Le président français Emmanuel Macron et le président kényan William Ruto se serrent la main lors du sommet du nouveau pacte financier mondial au Palais Brongniart à Paris, en France, le 22 juin 2023
Le président français Emmanuel Macron et le président kényan William Ruto se serrent la main lors du sommet du nouveau pacte financier mondial au Palais Brongniart à Paris, en France, le 22 juin 2023

Erreur de conception

Les experts estiment que la conception même du cadre commun limite ses chances de succès. Le cadre adhère à l’approche progressive du Club de Paris, selon laquelle le pays débiteur entame un processus de restructuration et met en œuvre un programme de réforme économique avec le soutien du FMI. Le pays endetté est tenu de divulguer l’intégralité de ses engagements en matière de prêts. Par la suite, les créanciers officiels (gouvernements étrangers) et les créanciers du secteur privé sont censés fournir un allègement comparable, voire équivalent.

Parallèlement, les banques multilatérales de développement, telles que la Banque mondiale ou la Banque asiatique de développement, bénéficient d’un statut de créancier privilégié, ce qui signifie que le remboursement de la dette souveraine à ces institutions est prioritaire par rapport aux autres créanciers.

La Chine a exigé une modification du processus de restructuration de la dette de la Zambie et du Sri Lanka, en insistant pour que les banques multilatérales de développement subissent également des décotes similaires à celles des créanciers commerciaux et des gouvernements étrangers. Cette demande a rendu les négociations plus complexes et a mis en évidence les difficultés à trouver un consensus entre toutes les parties impliquées dans le processus d’allègement de la dette.

========================================

* TRAVAIL À FAIRE
(a) Recopiez le passage du texte sur l'allègement de la dette qui va de « Les experts estiment » jusqu'à « comparable, voire équivalent. », en remplaçant « FMI » par « Fonds monétaire international ».
(b) Rédigez la suite du texte sur l'allègement de la dette en reprenant après sa dernière phrase.
Les items n'interviennent pas dans ce travail.

[Extraits d'un jeu de données]
========================================

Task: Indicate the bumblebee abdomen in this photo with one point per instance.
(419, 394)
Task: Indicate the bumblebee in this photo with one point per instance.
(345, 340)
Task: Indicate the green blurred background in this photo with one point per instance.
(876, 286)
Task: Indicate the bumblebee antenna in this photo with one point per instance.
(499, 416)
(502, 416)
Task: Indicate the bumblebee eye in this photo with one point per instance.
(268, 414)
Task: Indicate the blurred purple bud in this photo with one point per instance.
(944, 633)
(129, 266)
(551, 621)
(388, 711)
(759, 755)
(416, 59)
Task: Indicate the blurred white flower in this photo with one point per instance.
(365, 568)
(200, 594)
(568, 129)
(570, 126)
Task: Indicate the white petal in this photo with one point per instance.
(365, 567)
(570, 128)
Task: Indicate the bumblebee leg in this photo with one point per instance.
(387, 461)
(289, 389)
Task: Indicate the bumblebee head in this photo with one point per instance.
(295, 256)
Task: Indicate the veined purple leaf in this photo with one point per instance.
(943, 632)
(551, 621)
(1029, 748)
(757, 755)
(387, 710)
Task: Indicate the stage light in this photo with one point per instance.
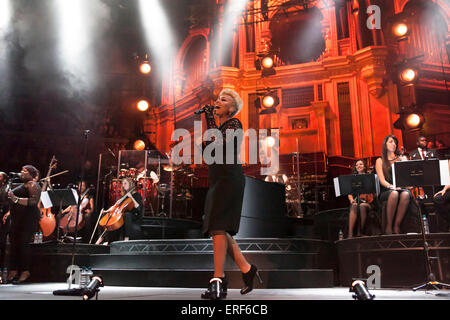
(270, 141)
(400, 29)
(139, 145)
(142, 105)
(362, 293)
(268, 102)
(408, 75)
(411, 118)
(266, 63)
(92, 288)
(145, 67)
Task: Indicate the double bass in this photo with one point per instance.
(113, 219)
(67, 222)
(47, 222)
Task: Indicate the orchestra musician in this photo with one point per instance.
(441, 202)
(85, 210)
(366, 202)
(25, 216)
(398, 199)
(422, 152)
(132, 219)
(5, 222)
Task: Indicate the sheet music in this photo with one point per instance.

========================================

* RÉPONSES
(a)
Les experts estiment que la conception même du cadre commun limite ses chances de succès. Le cadre adhère à l’approche progressive du Club de Paris, selon laquelle le pays débiteur entame un processus de restructuration et met en œuvre un programme de réforme économique avec le soutien du Fonds monétaire international. Le pays endetté est tenu de divulguer l’intégralité de ses engagements en matière de prêts. Par la suite, les créanciers officiels (gouvernements étrangers) et les créanciers du secteur privé sont censés fournir un allègement comparable, voire équivalent.

(b)
“Le cadre n’a pas abordé de manière adéquate la façon d’impliquer pleinement la Chine”, a déclaré Thomas Laryea, expert en droit international et en politique au sein du cabinet d’avocats américain Orrick, Herrington & Sutcliffe, spécialisé dans le conseil aux gouvernements et aux créanciers sur les questions de finance internationale. Il a souligné que si le cadre commun visait à inclure la Chine, c’était un défaut de conception que de le baser sur les anciens processus du Club de Paris, ce qui a nui à son efficacité.

M. Zettelmeyer partage ce sentiment.

“Les nouveaux acteurs, en particulier la Chine, qui est aujourd’hui le principal bailleur de fonds, hésitent à se conformer strictement aux règles occidentales”, a-t-il fait remarquer, notant que Pékin est également mal à l’aise face au rôle prédominant du FMI dans le processus. “Le principal défi réside dans la réticence de la Chine à déléguer les décisions d’allègement de la dette à des institutions telles que le FMI, et elle a donc hésité à adopter pleinement les procédures occidentales de restructuration de la dette.”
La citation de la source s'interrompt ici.